## What to do
Could you carry on the piece about visiting Bisbee from the point where it stops?

## Document extract
*** Begin section ***
We had barely parked the car upon arriving when we noticed four men walking down one of Bisbee’s many narrow side streets; three of them were wearing orange jumpsuits with the faded letters “A.D.C.” on the back. They were not wearing leg chains or handcuffs, and in fact they walked as if, like us, they were simply strolling through town to take in the sights. But during our stay we saw many men in orange jumpsuits performing tasks that might otherwise have been assigned to municipal sanitation workers or county road crews. They were even opening doors for tourists at the old Queen Mine visitors’ center. There’s a state prison in nearby Douglas.

Since Bisbee is probably short on revenue other than what it brings in from tourism, cheap labor is a good deal, as it was for the copper and silver mining companies back in the day. When the I.W.W. wooed Bisbee’s miners in 1917, the sheriff and an army of vigilantes rounded up known union sympathizers, herding them first into a ballpark and then into boxcars, in which over 1,000 of them were shipped off to Columbus, New Mexico.  Columbus was not much of a destination;  it had been attacked and burned the previous year by Pancho Villa. The upstart miners and everyone else who’d had the misfortune to be mistaken for one of them were warned never to return.

In Bisbee they call it the “Deportation.”

Maybe it was the men in orange jumpsuits, or Bisbee’s claustrophobic placement in two narrow canyons, or maybe it was the fact that it began raining shortly after we got there; but altogether Bisbee had something of the sinister about it, in an antiquated sort of way. The town was like an elderly aunt who seems harmless at first sight but about whose dark past you have vague intimations: it’s in her eyes or maybe it’s those big, vintage onyx rings on her arthritic fingers.

Founded in 1880, Bisbee grew to be the biggest city between St. Louis and San Francisco in the early 1900’s, with a population of 20,000. It is now home to around 5600. The miners are mostly gone except for some old-timers: high grade copper ore, which was first mined underground and later in a large, orangey open pit, ran out in the mid-1970’s, and the mines were closed. In the meantime, though, as we learned at our obligatory tour of the old Queen Mine, 3 billion pounds of copper had been extracted, along with millions of ounces of gold, zinc and lead. In fact, Bisbee sits on one of the richest mineral deposits in the world.

Entrance to the Queen Mine.  In the foreground, intrepid tourists

Entrance to the Queen Mine. In the foreground, intrepid tourists

A fire burned much of the commercial district to the ground in 1908, but almost all the buildings in today’s small downtown date from the early teens of the last century, lending Bisbee its old Western town charm. But also its ghostliness; the fact that Bisbee is surrounded by actual ghost towns might also have something to do with that. And the Copper Queen, Arizona’s oldest continuously-run hotel (it opened in 1902), has billed itself for years as a place where guests should not be surprised by a brush with the para-normal. This sells, apparently, because a nearby boutique hotel, Canyon Rose Suites, also lists occasional visitors from the spirit world as one of its amenities. Meanwhile, outside on the cracked sidewalks and steep alleyways there are always a few people, but not many. In short, Bisbee has an embalmed air.
*** End section ***
## Data excerpt
*** Begin section ***
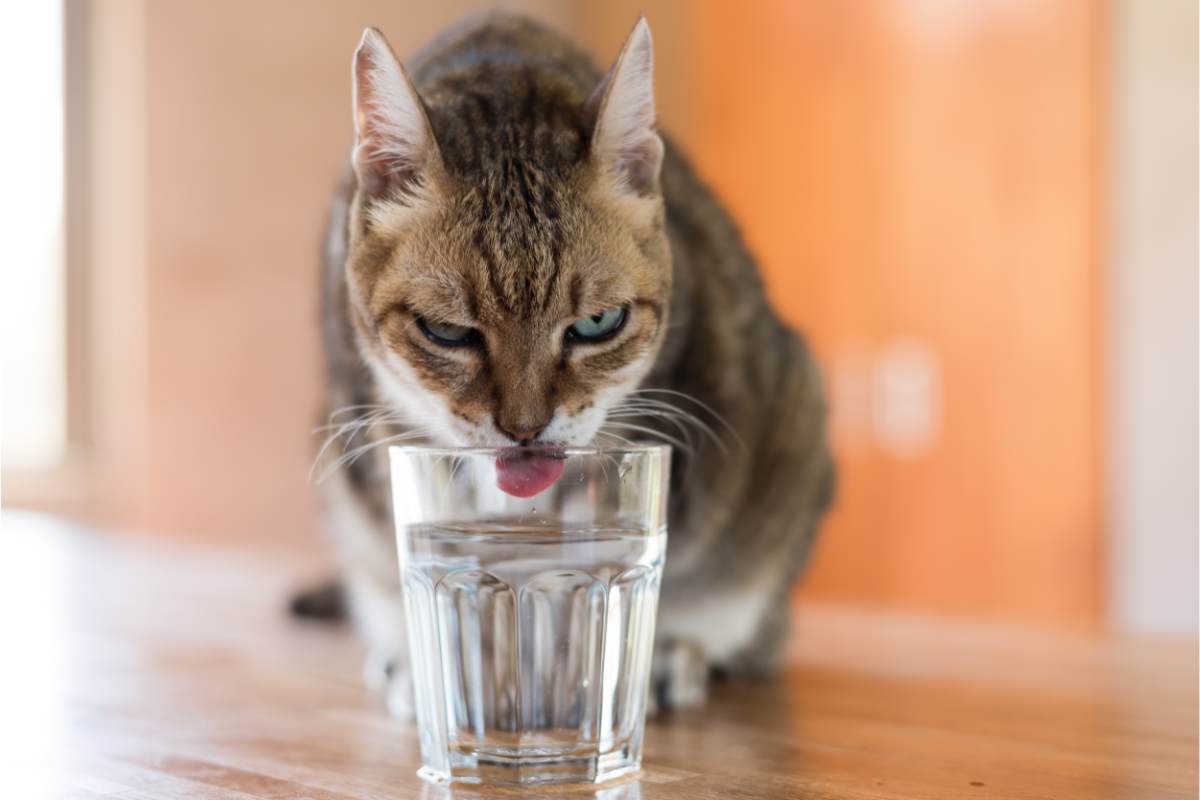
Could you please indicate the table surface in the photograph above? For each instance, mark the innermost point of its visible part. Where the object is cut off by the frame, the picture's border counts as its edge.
(145, 668)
*** End section ***
## The answer
The Copper Queen Hotel

The Copper Queen Hotel

Or it would have, were it not for graffiti, somewhat painterly but including the F-word in large black letters, on a sheet metal wall blocking off an overgrown open space between two buildings. Or the chain-smoking, hard-bitten artist who lounges outside her gallery of collages and metal sculptures on Naco Road. Or the tiny, brick-walled Cornucopia Café on Main Street, which serves vegan soups and the best egg salad sandwich ever. Or the Shady Dell, where you can stay in lovingly restored and determinedly campy vintage trailers. Leaving town on Tombstone Drive you pass a gas station-turned-pizzeria called the Screaming Banshee. It just seems fitting.

Sometime back in the 1970’s, hippies and artists from California and elsewhere in Arizona discovered Bisbee and its rock-bottom housing market. In the 90’s there was another influx of folks looking for affordable vintage housing in a mountain setting. People opened restaurants, coffee shops, antique stores and art galleries. There’s a bicycle shop and a micro-brewery. This demographic shift of miners to bohemians revived Bisbee’s economy just enough to keep it scraping by on a vaporous diet of regional history and B-level tourist curiosity.


Part of downtown Bisbee

Part of downtown Bisbee

Bisbee has a lot of small, quirky hotels

Bisbee has a lot of small, quirky hotels

Bisbee's houses spill down the hillsides

Bisbee’s houses spill down the hillsides

We had booked rooms in a bed and breakfast just above town on Tombstone Canyon road. It might also have had ghosts, but perhaps the owners didn’t want to capitalize on ghostly children: the B&B was an elementary school from 1918 until the early 30’s. Each of its high-ceilinged rooms and suites, off long hallways, are school-themed. We were in the Arithmetic suite, and our friends Lynn and Mel were in the Library suite.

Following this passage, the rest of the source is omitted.